■ TEXT PASSAGE
---------------

Profile of Success: It’s in the Bag
WHAT GOT HIM HERE: A life-altering experience. Eleven years ago at the age of 37, Peter Cobb was diagnosed with rhabdomyosarcoma and was given a 25 percent chance to live, maybe, three more years. Needless to say, the doctors were wrong. But while he was fighting to beat this form of cancer, he decided to make a new mark in life.
Cobb had been a brand manager for Samsonite. At the time, he felt that was a perfectly fine career path. But after his brush with death, he wanted more from life.
“I said, ‘If I make it beyond this, I’m going to take more chances and do something different,’” Cobb recalls. “I’d make a lasting mark because you only have one go at this. Slugging it out in a 10,000-person company where you’re one of many was a comfortable life, but I realized I wanted to do something different — something more challenging and rewarding.”
So, in 1998 he co-founded eBags, a multichannel retailer of handbags, luggage, backpacks and more.
WHAT HIS BIGGEST MISTAKE WAS AND HOW HE RECOVERED FROM IT: Trying to expand eBags’ niche into the shoe market. In 2004, eBags acquired the footwear Web site Shoedini.com. But after just three years in the shoe market, and only modest success, Cobb realized it wasn’t worth pursuing. So in October 2007, eBags sold the site (which it had renamed to 6pm.com) to the online shoe giant Zappos.
“We realized our core competency was bags,” Cobb says. “When you start diluting your efforts, sometimes you lose your leadership position. That was a mistake I think we made — getting into the footwear business. There are guys out there, from Zappos to Shoes.com to OnlineShoes.com, that do a nice job at that market, and had gotten an eight-year head start.”

---------------

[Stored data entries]
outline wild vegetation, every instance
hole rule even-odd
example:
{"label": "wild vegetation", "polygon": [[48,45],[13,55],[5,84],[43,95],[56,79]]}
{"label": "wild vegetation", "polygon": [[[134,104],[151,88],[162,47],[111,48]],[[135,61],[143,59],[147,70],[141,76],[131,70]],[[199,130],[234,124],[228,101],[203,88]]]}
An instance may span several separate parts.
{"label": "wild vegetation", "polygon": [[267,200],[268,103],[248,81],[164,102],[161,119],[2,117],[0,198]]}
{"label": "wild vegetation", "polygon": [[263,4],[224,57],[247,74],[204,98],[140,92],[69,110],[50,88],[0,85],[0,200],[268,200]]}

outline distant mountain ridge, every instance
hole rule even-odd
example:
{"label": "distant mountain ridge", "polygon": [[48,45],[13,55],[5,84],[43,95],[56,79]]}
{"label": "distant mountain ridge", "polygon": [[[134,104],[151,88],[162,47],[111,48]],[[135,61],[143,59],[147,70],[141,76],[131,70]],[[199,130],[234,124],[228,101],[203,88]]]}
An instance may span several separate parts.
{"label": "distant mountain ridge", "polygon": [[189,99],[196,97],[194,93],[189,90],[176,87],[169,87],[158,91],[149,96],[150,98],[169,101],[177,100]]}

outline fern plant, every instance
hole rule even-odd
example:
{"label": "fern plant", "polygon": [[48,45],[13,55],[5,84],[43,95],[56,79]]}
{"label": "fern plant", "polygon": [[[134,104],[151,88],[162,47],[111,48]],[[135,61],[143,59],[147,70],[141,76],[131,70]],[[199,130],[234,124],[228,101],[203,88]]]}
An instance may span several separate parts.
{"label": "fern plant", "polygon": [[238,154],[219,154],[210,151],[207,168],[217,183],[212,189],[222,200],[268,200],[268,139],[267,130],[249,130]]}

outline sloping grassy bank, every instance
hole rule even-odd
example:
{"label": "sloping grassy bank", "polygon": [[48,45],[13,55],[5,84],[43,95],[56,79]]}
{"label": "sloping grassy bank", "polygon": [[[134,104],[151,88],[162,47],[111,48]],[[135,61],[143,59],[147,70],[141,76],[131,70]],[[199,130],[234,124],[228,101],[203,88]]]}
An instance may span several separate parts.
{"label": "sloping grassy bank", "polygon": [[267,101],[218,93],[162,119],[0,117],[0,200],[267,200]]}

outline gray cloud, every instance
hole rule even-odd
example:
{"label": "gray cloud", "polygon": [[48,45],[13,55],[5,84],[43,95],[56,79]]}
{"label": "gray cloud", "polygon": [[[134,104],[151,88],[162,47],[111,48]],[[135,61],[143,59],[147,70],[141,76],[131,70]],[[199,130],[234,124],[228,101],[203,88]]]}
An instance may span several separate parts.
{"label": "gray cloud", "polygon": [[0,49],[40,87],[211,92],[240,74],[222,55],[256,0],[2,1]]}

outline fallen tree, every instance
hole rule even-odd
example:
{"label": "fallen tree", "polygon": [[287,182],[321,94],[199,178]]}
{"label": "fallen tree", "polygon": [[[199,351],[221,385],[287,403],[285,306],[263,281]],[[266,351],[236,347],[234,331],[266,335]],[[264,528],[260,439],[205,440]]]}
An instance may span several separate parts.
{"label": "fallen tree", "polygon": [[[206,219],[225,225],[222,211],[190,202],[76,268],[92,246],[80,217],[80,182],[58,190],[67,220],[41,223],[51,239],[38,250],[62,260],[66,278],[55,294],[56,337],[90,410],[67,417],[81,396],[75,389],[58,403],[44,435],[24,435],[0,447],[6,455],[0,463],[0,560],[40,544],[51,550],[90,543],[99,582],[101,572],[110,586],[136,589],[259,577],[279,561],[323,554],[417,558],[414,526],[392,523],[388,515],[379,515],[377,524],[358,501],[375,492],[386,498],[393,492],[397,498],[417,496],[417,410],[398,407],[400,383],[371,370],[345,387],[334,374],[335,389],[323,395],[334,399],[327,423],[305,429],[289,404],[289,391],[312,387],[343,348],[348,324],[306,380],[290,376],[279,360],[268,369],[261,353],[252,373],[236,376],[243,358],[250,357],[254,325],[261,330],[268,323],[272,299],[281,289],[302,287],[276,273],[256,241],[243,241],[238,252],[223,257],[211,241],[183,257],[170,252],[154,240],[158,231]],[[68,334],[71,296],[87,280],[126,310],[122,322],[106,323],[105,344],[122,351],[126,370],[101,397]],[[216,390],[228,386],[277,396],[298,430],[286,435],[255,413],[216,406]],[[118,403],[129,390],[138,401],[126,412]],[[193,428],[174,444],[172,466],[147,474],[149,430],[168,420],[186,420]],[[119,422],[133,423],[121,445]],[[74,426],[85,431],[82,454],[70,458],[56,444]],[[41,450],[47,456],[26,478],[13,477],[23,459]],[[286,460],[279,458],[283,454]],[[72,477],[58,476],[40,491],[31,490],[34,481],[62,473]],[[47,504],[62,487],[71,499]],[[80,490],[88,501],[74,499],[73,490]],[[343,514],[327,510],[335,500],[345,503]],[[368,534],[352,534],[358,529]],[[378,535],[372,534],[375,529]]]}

---------------

■ WORK INSTRUCTION 1
In the eBags profile, what name did eBags give Shoedini.com before selling it?
■ WORK INSTRUCTION 2
According to the eBags profile, why did eBags get out of the shoe market? Answer in one to three sentences.
■ WORK INSTRUCTION 3
Resume the eBags profile after its final sentence.

■ OUTPUT 1
6pm.com

■ OUTPUT 2
After three years in footwear eBags had only modest success, and Cobb concluded that the company's core competency was bags and that spreading its efforts could cost it its leadership position. Rivals such as Zappos, Shoes.com and OnlineShoes.com already served that market well and had an eight-year head start.

■ OUTPUT 3
WHY eBAGS GOT INTO THE CATALOG BUSINESS: The site went live in 1999, but eBags didn’t mail catalogs until 2002, as a way to increase exposure.
“When you have 520 brands and 36,000 products, there are people coming to our site that may not even know that we have Tumi luggage or Michael Kors handbags or other products,” Cobb says. “So we felt the catalog was a great way to show the breadth of our assortment; to show them and display the fact that we were getting probably 20 to 40 [new] brands every quarter. The catalog is a nice way to show new brands that are coming onto the site.”
HOW eBAGS HAS TRIED TO OFFSET RISING CATALOG PRODUCTION COSTS: Last year, eBags struck a deal with Shoes.com to produce a joint catalog, with half of the book containing eBags’ bags, the other half Shoes.com’s shoes. Separate versions of the book are sent to eBags’ customers. Their catalogs’ front cover and first half are dedicated to eBags’ products; the back half contains Shoes.com’s products. The layout is reversed for catalogs sent to Shoes.com customers.
“We share in the cost of the marketing vehicle as well as our lists,” Cobb says. “Shoes.com is able to send catalogs to our best 300,000 to 400,000 customers. We have free access to Shoes.com customers.”